Data extracted from a collection>
>> Begin

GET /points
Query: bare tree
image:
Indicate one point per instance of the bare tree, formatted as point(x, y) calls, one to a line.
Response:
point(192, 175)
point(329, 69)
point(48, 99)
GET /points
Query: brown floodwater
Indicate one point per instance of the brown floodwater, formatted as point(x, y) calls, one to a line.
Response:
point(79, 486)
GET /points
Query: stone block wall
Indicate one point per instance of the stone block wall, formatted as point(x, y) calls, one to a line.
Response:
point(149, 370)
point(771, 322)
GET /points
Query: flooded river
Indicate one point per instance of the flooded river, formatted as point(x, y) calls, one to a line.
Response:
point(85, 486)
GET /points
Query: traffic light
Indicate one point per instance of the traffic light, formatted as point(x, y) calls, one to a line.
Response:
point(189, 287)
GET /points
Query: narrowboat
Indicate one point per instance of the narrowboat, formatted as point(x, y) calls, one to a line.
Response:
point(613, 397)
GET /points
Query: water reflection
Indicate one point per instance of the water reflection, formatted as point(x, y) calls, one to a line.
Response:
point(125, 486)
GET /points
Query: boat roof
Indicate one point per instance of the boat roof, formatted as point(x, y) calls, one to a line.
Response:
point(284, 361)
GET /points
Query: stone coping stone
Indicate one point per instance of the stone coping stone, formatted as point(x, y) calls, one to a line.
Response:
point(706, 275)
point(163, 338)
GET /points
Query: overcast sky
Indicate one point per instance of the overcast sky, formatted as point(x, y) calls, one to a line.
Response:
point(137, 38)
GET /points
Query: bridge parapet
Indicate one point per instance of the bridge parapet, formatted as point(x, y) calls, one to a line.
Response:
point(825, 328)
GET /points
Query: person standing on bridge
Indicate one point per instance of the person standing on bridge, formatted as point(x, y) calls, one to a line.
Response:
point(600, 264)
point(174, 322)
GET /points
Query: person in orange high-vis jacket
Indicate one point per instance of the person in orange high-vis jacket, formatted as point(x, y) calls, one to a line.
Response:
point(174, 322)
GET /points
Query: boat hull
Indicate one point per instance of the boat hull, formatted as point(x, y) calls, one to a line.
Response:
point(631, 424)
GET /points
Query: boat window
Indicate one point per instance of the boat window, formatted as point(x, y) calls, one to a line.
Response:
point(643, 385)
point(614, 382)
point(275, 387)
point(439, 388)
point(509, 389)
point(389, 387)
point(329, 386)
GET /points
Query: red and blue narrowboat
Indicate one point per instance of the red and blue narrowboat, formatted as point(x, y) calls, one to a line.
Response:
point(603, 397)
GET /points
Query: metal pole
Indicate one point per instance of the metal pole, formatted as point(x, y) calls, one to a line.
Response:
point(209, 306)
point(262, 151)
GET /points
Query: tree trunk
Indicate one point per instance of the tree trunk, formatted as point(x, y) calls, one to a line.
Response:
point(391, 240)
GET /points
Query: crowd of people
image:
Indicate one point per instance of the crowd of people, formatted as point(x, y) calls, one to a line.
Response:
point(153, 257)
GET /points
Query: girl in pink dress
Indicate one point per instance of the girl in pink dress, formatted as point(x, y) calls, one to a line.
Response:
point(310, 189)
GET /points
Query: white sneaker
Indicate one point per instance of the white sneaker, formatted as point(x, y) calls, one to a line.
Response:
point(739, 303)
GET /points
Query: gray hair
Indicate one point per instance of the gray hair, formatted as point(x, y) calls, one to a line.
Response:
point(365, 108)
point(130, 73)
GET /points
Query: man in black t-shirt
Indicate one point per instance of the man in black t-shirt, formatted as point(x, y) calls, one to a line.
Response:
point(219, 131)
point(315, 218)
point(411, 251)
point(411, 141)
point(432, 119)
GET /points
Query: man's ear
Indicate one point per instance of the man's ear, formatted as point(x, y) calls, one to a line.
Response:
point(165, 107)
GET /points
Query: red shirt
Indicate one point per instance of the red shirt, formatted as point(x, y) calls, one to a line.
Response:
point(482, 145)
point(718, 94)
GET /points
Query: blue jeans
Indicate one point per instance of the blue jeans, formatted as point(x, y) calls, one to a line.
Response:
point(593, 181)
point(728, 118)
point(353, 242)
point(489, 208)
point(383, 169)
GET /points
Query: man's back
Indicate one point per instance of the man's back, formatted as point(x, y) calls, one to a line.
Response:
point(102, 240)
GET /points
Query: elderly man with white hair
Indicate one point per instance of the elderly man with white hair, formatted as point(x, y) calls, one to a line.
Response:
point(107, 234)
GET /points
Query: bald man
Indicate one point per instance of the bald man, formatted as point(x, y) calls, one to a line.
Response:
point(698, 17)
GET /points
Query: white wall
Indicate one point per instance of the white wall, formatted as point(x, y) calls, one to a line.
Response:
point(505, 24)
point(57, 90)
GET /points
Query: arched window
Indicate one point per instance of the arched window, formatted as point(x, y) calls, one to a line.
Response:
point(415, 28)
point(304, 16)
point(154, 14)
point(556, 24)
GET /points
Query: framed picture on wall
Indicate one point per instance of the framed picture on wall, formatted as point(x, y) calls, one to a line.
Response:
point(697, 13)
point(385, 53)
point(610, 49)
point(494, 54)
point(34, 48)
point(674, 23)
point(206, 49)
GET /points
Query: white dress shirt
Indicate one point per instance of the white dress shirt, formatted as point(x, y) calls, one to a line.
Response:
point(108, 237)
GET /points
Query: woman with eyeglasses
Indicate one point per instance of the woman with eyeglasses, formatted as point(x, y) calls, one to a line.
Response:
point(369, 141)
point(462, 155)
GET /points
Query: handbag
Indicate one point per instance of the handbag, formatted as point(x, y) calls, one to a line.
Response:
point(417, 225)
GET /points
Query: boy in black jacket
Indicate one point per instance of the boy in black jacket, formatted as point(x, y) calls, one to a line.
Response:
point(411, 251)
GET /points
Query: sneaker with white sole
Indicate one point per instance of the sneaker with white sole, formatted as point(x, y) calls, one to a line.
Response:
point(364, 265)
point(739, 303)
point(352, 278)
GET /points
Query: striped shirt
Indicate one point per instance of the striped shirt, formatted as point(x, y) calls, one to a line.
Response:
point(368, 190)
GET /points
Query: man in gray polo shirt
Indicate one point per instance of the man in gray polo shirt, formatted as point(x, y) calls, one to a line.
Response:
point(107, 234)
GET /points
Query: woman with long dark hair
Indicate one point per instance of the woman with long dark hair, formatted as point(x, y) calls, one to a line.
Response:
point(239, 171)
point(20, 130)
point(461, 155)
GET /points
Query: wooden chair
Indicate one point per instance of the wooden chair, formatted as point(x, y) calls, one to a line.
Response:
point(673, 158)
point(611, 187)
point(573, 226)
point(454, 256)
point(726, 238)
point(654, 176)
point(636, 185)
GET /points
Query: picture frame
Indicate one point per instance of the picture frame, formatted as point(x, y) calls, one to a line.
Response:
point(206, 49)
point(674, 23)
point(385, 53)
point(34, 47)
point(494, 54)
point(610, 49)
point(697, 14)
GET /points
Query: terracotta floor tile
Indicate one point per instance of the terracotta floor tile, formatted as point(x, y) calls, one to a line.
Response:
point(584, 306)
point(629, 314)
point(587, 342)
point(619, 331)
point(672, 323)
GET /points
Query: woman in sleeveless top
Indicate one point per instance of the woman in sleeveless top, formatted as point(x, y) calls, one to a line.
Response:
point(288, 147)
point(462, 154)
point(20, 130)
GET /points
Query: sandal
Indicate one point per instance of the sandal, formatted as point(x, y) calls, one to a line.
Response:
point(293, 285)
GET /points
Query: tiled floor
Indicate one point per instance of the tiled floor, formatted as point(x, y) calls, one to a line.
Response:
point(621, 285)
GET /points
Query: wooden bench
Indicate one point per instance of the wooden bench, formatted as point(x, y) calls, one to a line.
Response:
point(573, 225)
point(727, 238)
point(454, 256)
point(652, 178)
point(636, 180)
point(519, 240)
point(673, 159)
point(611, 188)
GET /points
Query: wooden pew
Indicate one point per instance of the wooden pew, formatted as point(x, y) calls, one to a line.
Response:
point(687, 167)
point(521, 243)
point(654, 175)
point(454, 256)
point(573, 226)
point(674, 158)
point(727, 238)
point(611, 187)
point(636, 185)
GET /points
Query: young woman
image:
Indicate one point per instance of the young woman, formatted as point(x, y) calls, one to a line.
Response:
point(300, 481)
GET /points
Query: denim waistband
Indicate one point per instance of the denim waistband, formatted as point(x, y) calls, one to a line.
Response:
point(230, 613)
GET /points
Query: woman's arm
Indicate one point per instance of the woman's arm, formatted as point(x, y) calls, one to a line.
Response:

>> End

Task brief>
Arrange the lines from the start through the line containing "point(79, 486)", both ends included, as a JSON list of strings with one string per line and blank lines omitted.

Expected output>
[
  "GET /points",
  "Query: bare tree",
  "image:",
  "Indicate one point per instance of the bare tree, formatted as point(x, y) calls, one to a line.",
  "Response:",
  "point(192, 175)",
  "point(329, 69)",
  "point(48, 99)",
  "GET /points",
  "Query: brown floodwater",
  "Indicate one point per instance of the brown floodwater, formatted as point(x, y) calls, one to a line.",
  "Response:",
  "point(79, 486)"
]